Stock futures were flat in overnight trading after the major indexes rallied and oil prices tumbled below $100 a barrel ahead of Wednesday’s Federal Reserve meeting.
Futures on the Dow Jones Industrial Average dipped 40 points, while S&P 500 futures fell 0.1% and Nasdaq 100 futures were flat.
The gains came ahead of a critical Federal Reserve meeting on Wednesday, where the agency is widely expected to raise rates by a quarter point, the first hike since 2018. Watchers are also expecting the central bank to offer a new quarterly forecast which could indicate five or six more hikes this year.
“My guess is it’s going to sound a little more hawkish than people want it to sound and that’s going to be a little tough to digest, particularly in the fixed income markets,” David Zervos, chief market strategist at Jefferies told CNBC’s “Closing Bell” on Tuesday. “I think the equity market might digest it a little bit better, but it’s going to be a tough swallow.”
The Fed is expected to announce an interest rate decision and economic projections at 2 p.m. on Wednesday, followed by a briefing from Federal Reserve Chair Jerome Powell.
Meanwhile, oil prices cooled off on Tuesday, dropping below $100 after topping a multi-year high of $130 earlier this month, while commodities like gold, which have been volatile in recent days, fell 1.59%.
The U.S. and global oil benchmarks both settled below $100 a barrel, with West Texas Intermediate and Brent crude falling 6.4% and 6.5%, respectively. The fallback put pressure on some energy stocks, including Exxon and Chevron, which sank about 6% and 5% on Tuesday.
During regular trading on Tuesday, the Dow Jones Industrial Average gained 599 points, or 1.8%, while the S&P 500 jumped more than 2.1%, and broke a 3-day losing streak. Meanwhile, the tech-heavy Nasdaq Composite rose about 2.9%.
“U.S. stocks are trading higher Tuesday as investors react positively to a ‘Goldilocks’ mix of economic reports (lower PPI and eroding Empire survey) and another sharp drop in oil prices — all suggesting that the path to sustained high inflation may be less certain than some think,” wrote Goldman Sachs analyst Chris Hussey in a note Tuesday.
Tuesday’s market rally was broad-based, led by sharp gains among technology stocks. Microsoft rose nearly 4%, while chipmakers Nvidia and Advanced Micro Devices climbed roughly 8% and 7%. Peloton rose 12% after Bernstein initiated coverage of the stock with an “outperform” rating, and Coupa Software plummeted 19% on the back of a weaker-than-expected outlook.

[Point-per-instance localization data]
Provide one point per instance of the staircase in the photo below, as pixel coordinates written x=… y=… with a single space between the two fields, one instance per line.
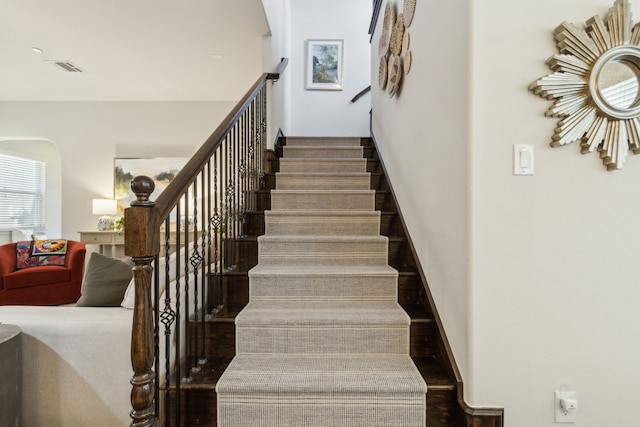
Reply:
x=323 y=341
x=423 y=341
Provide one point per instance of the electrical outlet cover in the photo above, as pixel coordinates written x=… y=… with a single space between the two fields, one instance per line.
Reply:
x=561 y=415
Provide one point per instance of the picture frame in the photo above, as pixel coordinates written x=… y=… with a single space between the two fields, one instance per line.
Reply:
x=324 y=60
x=161 y=169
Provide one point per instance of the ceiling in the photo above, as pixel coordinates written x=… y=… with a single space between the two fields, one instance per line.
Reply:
x=130 y=50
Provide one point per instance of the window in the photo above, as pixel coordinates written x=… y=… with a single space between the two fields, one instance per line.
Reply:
x=22 y=193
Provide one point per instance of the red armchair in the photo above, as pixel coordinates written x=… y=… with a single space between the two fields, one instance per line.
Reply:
x=42 y=285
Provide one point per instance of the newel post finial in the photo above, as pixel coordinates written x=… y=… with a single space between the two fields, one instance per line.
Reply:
x=142 y=186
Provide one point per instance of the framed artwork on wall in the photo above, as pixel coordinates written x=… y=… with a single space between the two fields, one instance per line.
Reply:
x=161 y=169
x=324 y=64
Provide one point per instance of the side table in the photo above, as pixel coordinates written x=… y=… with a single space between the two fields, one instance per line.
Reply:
x=11 y=374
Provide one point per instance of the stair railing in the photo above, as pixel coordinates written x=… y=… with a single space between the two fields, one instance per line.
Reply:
x=181 y=245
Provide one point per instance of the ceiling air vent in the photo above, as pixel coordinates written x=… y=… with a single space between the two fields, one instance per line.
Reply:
x=67 y=66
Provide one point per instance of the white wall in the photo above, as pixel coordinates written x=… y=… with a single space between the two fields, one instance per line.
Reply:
x=554 y=291
x=534 y=276
x=330 y=113
x=275 y=46
x=89 y=135
x=423 y=138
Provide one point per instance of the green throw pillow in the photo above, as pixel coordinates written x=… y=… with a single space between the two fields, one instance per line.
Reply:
x=105 y=281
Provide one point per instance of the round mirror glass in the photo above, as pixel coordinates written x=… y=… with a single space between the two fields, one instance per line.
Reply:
x=618 y=84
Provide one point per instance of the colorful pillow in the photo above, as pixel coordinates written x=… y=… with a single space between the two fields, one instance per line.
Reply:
x=36 y=253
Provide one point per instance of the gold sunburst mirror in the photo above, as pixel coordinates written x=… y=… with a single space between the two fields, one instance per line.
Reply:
x=596 y=85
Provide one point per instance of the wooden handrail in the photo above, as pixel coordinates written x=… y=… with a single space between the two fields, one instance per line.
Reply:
x=377 y=5
x=361 y=94
x=170 y=197
x=142 y=240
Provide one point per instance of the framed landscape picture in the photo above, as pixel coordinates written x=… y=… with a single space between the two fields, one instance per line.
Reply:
x=324 y=64
x=161 y=169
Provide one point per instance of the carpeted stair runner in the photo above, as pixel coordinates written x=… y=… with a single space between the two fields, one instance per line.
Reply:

§ **THINGS TO DO**:
**1.** Rewrite the paragraph of the market report that begins "Tuesday's market rally was broad-based" as a bulleted list, keeping its main facts.
**2.** According to the market report, by what percentage did West Texas Intermediate crude fall?
**3.** Translate this sentence from the market report into Spanish: "The Fed is expected to announce an interest rate decision and economic projections at 2 p.m. on Wednesday, followed by a briefing from Federal Reserve Chair Jerome Powell."

§ **SET OF ANSWERS**:
**1.**
- Tuesday's market rally was broad-based and led by sharp gains in technology stocks.
- Microsoft rose nearly 4%.
- Chipmakers Nvidia and Advanced Micro Devices climbed roughly 8% and 7%.
- Peloton rose 12% after Bernstein initiated coverage with an "outperform" rating.
- Coupa Software plummeted 19% on a weaker-than-expected outlook.

**2.** West Texas Intermediate fell 6.4%.

**3.** Se espera que la Fed anuncie una decisión sobre las tasas de interés y proyecciones económicas a las 2 p. m. del miércoles, seguida de una sesión informativa del presidente de la Reserva Federal, Jerome Powell.